## SHORT PROBLEM:
Extract every line of the records that contains the word "window", matching case exactly.

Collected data
____

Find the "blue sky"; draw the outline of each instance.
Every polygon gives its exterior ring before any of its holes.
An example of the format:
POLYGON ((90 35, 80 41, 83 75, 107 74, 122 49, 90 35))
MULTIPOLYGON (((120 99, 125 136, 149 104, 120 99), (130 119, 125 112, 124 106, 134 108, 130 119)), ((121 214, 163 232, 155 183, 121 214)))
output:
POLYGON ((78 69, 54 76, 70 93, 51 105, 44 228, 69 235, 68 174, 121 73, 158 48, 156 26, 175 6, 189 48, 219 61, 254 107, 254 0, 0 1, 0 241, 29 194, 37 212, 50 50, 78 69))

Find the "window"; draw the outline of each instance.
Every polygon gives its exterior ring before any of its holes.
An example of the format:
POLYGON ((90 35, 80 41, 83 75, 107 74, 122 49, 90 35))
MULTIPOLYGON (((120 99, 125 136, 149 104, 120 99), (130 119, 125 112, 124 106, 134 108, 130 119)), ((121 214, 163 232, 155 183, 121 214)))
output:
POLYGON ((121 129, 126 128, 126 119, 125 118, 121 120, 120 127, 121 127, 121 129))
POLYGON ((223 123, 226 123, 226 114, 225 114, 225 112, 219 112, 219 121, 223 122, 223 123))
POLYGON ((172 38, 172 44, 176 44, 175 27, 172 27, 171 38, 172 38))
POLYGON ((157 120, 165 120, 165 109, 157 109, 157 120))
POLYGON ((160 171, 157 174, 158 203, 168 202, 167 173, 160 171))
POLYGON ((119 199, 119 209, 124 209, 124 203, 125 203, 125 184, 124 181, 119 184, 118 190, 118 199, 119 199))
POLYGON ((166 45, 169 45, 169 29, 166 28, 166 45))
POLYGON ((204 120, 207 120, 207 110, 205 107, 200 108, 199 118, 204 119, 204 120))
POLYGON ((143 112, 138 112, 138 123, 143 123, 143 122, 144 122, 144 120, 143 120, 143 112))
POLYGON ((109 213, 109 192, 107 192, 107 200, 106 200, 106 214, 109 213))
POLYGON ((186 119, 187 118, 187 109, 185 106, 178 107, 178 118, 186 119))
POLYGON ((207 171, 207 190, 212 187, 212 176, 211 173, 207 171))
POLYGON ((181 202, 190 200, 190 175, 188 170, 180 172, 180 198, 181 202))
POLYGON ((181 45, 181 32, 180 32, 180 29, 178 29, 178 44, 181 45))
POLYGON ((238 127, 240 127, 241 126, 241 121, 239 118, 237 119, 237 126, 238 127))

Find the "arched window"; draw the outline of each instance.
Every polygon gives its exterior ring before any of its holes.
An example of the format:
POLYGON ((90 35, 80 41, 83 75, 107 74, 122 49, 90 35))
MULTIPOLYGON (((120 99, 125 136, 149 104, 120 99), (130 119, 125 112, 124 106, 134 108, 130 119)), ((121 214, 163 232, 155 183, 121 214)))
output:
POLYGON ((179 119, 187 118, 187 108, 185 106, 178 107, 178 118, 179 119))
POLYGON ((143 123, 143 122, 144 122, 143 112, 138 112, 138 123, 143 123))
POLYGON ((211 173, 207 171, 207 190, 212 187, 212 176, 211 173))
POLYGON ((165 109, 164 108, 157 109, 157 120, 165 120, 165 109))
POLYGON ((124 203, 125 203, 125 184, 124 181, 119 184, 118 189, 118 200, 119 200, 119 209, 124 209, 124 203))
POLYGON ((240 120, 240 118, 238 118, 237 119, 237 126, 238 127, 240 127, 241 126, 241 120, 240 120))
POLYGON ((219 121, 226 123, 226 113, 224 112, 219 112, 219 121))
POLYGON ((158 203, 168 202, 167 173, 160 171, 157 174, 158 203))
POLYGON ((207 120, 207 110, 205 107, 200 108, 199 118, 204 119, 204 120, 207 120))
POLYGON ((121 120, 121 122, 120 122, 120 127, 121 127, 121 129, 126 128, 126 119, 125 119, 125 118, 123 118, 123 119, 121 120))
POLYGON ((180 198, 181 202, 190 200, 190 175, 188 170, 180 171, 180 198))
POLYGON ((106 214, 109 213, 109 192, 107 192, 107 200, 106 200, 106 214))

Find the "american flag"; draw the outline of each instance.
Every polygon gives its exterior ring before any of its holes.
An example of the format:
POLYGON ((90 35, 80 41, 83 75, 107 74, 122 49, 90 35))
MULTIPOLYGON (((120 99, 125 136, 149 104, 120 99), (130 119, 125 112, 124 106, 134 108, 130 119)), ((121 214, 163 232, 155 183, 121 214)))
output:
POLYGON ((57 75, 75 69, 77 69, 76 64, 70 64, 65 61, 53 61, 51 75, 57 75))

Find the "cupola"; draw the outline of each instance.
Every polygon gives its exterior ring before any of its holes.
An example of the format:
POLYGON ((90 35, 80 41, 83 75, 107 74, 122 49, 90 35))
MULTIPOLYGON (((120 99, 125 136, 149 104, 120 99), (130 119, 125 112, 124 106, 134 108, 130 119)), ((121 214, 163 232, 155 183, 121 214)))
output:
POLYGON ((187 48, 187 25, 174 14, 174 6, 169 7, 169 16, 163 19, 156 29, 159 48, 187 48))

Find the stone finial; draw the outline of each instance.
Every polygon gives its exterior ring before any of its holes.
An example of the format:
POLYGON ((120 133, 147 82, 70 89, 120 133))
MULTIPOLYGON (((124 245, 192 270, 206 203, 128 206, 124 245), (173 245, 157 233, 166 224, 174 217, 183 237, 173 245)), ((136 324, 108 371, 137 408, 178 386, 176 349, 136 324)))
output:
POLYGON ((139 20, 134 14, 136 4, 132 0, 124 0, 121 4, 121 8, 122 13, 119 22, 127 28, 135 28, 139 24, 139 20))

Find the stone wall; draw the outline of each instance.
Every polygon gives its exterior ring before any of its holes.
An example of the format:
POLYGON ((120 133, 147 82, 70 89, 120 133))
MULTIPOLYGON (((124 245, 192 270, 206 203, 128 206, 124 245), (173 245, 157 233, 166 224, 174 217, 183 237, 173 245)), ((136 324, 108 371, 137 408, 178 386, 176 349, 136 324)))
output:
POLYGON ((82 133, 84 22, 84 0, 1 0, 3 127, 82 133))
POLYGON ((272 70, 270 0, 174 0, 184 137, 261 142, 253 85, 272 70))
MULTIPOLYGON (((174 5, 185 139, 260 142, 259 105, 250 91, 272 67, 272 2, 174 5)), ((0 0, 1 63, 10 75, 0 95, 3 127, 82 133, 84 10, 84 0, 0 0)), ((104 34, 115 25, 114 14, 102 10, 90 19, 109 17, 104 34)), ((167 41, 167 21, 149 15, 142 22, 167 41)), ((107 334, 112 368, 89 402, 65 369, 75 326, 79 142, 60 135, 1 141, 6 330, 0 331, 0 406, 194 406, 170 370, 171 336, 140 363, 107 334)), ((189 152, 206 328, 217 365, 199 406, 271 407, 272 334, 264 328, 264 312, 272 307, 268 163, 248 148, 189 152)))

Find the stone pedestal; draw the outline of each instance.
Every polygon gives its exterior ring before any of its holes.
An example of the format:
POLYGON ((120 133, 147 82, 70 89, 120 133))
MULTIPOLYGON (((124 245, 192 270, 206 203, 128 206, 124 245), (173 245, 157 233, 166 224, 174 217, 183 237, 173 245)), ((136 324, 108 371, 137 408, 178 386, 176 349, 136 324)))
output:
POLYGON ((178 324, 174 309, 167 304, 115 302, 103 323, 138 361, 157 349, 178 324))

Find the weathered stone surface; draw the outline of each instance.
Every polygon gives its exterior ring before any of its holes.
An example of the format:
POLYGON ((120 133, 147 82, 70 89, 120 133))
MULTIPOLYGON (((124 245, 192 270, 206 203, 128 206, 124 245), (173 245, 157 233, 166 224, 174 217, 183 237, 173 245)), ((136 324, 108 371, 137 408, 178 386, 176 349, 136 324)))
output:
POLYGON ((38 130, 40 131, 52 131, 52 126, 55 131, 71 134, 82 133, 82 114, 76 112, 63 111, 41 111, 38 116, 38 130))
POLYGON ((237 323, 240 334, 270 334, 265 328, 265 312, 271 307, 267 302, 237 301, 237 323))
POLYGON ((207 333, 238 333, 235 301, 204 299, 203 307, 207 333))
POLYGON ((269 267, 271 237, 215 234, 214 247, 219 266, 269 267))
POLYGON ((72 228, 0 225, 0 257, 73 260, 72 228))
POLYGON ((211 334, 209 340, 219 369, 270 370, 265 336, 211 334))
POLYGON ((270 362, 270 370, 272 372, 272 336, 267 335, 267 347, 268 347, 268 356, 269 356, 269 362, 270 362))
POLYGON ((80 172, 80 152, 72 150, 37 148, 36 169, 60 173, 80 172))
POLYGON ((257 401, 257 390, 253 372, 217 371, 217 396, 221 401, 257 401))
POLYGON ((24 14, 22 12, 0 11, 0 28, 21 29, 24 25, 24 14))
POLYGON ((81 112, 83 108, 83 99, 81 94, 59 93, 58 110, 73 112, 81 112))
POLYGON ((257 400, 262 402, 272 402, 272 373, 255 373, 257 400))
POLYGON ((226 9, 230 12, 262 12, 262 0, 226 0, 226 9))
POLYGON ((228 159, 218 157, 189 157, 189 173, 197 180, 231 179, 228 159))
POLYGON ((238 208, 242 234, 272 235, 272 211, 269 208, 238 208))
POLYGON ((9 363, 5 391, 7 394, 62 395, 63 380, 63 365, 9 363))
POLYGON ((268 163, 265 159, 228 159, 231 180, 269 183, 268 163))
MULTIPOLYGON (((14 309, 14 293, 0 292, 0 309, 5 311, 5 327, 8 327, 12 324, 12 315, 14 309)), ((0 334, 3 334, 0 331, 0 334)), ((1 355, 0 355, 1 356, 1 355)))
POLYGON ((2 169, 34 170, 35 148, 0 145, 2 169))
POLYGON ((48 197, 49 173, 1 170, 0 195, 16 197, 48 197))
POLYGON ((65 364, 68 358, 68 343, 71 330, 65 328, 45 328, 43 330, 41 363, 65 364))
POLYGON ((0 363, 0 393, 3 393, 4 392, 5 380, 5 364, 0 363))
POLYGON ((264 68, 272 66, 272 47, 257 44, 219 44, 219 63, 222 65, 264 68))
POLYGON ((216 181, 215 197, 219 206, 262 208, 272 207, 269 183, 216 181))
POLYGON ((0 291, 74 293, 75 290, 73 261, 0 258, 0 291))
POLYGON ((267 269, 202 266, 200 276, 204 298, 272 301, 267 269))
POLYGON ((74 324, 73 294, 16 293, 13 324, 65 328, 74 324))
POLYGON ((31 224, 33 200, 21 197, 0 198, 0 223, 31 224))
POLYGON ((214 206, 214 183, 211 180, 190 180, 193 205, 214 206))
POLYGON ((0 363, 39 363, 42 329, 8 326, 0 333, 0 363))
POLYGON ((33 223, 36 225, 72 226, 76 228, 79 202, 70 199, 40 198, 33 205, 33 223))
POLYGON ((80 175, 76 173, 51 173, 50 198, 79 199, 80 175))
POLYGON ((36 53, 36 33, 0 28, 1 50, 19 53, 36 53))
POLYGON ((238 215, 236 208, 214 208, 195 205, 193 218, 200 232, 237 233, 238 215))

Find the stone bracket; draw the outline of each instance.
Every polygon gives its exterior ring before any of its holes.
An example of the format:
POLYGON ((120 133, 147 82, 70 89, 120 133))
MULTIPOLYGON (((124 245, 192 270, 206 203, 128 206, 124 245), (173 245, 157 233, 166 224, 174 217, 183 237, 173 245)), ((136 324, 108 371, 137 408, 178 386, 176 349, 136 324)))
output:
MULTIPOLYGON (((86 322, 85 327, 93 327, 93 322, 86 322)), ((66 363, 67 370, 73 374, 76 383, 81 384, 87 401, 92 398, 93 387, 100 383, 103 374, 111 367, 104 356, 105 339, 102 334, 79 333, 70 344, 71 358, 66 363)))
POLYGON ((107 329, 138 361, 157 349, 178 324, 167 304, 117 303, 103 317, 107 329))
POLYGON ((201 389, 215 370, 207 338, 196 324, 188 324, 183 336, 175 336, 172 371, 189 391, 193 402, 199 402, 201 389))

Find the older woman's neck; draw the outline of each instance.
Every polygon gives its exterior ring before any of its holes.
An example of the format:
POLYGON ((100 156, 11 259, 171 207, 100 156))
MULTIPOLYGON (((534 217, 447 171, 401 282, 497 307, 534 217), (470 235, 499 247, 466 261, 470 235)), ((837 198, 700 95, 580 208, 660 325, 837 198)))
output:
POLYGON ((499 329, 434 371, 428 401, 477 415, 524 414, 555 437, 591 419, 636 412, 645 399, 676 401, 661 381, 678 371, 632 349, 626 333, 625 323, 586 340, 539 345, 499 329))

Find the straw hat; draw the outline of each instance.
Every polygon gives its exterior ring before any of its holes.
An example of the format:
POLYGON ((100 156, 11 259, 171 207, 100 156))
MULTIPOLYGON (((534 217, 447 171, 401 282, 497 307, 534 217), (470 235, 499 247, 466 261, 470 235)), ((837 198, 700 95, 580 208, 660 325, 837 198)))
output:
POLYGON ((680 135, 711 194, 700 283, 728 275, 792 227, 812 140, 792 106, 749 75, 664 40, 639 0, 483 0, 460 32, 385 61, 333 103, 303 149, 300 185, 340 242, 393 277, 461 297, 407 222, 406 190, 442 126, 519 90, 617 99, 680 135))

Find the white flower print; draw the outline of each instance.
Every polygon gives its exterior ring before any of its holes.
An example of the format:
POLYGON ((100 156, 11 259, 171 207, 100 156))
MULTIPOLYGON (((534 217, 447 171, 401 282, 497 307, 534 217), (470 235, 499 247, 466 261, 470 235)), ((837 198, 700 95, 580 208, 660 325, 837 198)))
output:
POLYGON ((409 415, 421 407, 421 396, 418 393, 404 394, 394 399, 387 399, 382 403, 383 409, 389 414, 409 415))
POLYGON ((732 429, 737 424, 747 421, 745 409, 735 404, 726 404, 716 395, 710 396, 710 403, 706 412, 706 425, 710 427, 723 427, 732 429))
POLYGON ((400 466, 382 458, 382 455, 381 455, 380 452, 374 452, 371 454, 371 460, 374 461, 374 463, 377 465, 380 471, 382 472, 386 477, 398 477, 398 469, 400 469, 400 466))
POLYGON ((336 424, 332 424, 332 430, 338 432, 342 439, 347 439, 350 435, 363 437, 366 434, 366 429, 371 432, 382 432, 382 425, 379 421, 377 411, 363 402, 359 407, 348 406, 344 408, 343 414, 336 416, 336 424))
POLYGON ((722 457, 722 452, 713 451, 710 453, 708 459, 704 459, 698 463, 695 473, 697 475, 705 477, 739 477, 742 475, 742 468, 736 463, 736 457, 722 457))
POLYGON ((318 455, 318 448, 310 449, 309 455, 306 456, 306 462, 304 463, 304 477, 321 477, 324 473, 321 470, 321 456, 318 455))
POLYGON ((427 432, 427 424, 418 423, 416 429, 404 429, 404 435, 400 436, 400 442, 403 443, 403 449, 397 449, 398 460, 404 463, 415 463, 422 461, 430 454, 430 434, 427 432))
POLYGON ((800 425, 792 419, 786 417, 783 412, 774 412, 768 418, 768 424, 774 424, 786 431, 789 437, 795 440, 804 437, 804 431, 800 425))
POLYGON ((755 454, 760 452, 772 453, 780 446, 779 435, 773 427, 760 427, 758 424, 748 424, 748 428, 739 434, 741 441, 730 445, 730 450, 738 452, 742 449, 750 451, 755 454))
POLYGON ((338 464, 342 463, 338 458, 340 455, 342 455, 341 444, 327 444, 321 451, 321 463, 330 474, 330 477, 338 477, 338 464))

____

## SOLUTION TO THIS PROBLEM:
Find the "window"; draw the outline of each instance.
Find the "arched window"; draw the outline of each instance.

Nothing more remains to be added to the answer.